— SOURCE DOCUMENT —
----------------------------------------
Teachers, child care workers, and other educators can begin receiving the COVID-19 vaccine starting Jan. 11, Gov. Gretchen Whitmer announced Wednesday.
The educators will be part of a new wave of Michigan residents eligible to get the vaccine. Others included in the announcement include residents who are 65 or older, police officers, first responders, frontline state and federal workers, and jail and prison staff.
Dr. Joneigh Khaldun, the state’s chief medical officer, said frontline workers will learn about the vaccination process through their employers.
“The more people we can get the safe and effective vaccine, the faster we can return to a sense of normalcy,” Whitmer said in a statement.
The state has already been vaccinating health care workers.
Tina Kerr, executive director of the Michigan Association of Superintendents & Administrators, said in a statement Wednesday that the organization is pleased Michigan educators are next in line.
“The pandemic has made it very clear just how essential educators are and protecting them against this virus must be among our top priorities as we begin the slow march toward returning to face-to-face learning for all Michigan students,” Kerr said.
“Vaccinations, wearing masks, practicing good hygiene, and maintaining social distance are the most important tools in our toolbox to fight COVID-19,” Kerr said. “Vaccinations for educators will ensure that we can continue to provide in-person learning environments that protect the health and safety of students, staff, and our communities at-large.”
The state last month rolled out an education campaign to help Michigan residents understand the importance of the vaccine.
Detroit Superintendent Nikolai Vitti said earlier this week in a statement that it will be crucial that the state aggressively works to create awareness in all communities.
“If this does not happen, then when the vaccine is available, the percentage of administrators, teachers, staff, and parents (students) who are willing to take it will be low,” Vitti said.
Results of a recent University of Michigan survey of Detroit residents found more than 60% of those who participated said they were unlikely to get the vaccine.
Vitti said that he believes government leaders have not acknowledged the differences of opinion about the vaccine between white and non-white communities.
“This will obviously have an impact on urban school districts and their ability to return fully to in person learning at large numbers. I am fearful that largely white and middle/upper class schools and districts will return fully to in-person learning if the vaccine is rolled out effectively from an access point of view and federal and state policies (regarding funding for online learning) will shift in favor of in-person learning. This will have a disproportionately negative impact on districts such as ours,” Vitti said.
Michigan has had more than 500,000 positive COVID-19 cases and more than 12,000 deaths.
----------------------------------------
— EXTRACTED RECORDS —
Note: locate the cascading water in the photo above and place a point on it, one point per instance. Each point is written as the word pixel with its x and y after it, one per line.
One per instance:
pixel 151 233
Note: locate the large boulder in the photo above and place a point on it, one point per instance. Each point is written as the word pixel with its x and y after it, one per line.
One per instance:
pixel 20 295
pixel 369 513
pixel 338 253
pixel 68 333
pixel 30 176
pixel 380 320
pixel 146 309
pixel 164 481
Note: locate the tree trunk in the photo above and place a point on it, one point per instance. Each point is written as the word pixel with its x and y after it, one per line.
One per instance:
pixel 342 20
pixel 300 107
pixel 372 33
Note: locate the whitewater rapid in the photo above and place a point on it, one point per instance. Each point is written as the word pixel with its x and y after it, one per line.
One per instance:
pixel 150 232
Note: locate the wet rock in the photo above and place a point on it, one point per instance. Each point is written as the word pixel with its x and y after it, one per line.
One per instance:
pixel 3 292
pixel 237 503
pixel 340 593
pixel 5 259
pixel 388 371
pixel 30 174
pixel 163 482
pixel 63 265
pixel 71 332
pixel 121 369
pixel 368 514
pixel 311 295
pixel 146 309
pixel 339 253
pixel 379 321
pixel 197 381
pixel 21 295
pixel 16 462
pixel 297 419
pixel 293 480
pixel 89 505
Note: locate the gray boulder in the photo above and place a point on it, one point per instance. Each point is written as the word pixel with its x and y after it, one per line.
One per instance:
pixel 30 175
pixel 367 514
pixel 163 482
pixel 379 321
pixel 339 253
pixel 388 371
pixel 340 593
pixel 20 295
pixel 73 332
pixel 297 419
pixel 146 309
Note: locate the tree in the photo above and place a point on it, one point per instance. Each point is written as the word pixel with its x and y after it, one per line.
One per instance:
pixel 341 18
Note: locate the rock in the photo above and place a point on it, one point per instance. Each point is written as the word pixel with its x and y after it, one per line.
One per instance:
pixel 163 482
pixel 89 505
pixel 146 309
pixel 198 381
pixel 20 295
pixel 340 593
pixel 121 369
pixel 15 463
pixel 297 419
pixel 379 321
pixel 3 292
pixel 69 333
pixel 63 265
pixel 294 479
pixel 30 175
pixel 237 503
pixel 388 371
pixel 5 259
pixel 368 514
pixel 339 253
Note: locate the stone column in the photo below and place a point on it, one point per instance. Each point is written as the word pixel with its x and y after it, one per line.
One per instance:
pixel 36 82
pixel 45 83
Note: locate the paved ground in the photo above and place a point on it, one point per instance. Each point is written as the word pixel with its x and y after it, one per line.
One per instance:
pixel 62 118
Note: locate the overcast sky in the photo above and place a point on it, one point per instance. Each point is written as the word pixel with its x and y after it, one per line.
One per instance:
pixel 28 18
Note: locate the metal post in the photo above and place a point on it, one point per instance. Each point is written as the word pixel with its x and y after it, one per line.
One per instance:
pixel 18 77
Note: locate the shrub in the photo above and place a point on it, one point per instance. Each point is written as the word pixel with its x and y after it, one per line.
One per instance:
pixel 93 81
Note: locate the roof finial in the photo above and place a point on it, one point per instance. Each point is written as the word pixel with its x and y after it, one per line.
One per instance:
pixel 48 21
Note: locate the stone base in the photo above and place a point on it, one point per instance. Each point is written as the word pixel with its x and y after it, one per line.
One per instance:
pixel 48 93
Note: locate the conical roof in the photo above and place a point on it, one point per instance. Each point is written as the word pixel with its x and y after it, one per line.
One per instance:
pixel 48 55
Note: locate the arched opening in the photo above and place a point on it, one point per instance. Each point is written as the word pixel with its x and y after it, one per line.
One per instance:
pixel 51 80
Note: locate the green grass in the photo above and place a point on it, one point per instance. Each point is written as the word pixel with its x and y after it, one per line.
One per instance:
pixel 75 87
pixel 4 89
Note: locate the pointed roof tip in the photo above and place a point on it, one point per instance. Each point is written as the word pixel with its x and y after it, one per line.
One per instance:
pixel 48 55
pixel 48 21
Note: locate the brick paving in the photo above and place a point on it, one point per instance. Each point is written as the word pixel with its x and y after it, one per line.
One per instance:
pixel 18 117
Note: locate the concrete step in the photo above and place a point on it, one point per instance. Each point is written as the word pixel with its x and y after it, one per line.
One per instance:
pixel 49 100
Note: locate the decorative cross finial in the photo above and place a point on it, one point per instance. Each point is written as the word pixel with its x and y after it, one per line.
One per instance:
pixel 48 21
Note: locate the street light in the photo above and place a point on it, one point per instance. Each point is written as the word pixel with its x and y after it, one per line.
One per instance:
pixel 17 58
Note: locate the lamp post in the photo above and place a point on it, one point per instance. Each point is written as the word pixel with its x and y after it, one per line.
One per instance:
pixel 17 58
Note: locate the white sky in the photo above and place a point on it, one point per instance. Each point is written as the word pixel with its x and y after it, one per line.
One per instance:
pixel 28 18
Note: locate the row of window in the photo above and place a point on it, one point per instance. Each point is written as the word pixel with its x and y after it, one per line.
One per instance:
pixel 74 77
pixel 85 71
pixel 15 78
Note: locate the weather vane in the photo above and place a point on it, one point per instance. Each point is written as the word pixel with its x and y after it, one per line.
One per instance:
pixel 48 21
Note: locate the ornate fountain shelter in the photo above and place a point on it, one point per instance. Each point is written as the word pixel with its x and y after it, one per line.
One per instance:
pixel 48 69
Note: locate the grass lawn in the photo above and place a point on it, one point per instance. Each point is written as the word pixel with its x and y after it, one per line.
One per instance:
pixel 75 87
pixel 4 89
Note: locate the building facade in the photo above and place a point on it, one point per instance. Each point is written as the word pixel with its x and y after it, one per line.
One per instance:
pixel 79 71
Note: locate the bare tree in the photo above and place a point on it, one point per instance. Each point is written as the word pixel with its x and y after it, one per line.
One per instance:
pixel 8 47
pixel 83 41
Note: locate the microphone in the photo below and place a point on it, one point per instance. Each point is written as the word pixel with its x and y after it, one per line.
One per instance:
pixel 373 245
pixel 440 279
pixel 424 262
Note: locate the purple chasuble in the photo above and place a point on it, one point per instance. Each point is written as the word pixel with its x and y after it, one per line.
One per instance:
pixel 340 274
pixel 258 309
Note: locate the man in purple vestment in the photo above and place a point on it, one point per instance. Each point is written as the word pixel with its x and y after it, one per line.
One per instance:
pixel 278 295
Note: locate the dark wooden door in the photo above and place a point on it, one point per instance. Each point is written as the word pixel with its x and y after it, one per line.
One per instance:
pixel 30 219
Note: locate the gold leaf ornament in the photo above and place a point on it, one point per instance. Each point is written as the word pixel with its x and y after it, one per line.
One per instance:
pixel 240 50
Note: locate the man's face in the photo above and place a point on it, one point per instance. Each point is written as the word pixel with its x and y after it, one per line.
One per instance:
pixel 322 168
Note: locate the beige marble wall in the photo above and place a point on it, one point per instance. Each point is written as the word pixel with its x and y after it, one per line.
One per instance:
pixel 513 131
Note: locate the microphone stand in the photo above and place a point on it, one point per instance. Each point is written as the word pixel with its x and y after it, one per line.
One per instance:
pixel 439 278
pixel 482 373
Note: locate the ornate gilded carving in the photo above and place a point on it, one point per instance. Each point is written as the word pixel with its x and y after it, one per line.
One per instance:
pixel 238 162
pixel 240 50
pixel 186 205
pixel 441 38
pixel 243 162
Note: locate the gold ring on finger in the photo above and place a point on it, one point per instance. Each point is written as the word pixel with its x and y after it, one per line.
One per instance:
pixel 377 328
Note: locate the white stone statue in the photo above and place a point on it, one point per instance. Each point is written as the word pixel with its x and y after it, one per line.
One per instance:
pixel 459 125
----------------------------------------
— TASK STATEMENT —
Copy the part of the article on Michigan's COVID-19 vaccine rollout for educators verbatim, from "Teachers, child care" up to and including "and prison staff.".

— TASK SOLUTION —
Teachers, child care workers, and other educators can begin receiving the COVID-19 vaccine starting Jan. 11, Gov. Gretchen Whitmer announced Wednesday.
The educators will be part of a new wave of Michigan residents eligible to get the vaccine. Others included in the announcement include residents who are 65 or older, police officers, first responders, frontline state and federal workers, and jail and prison staff.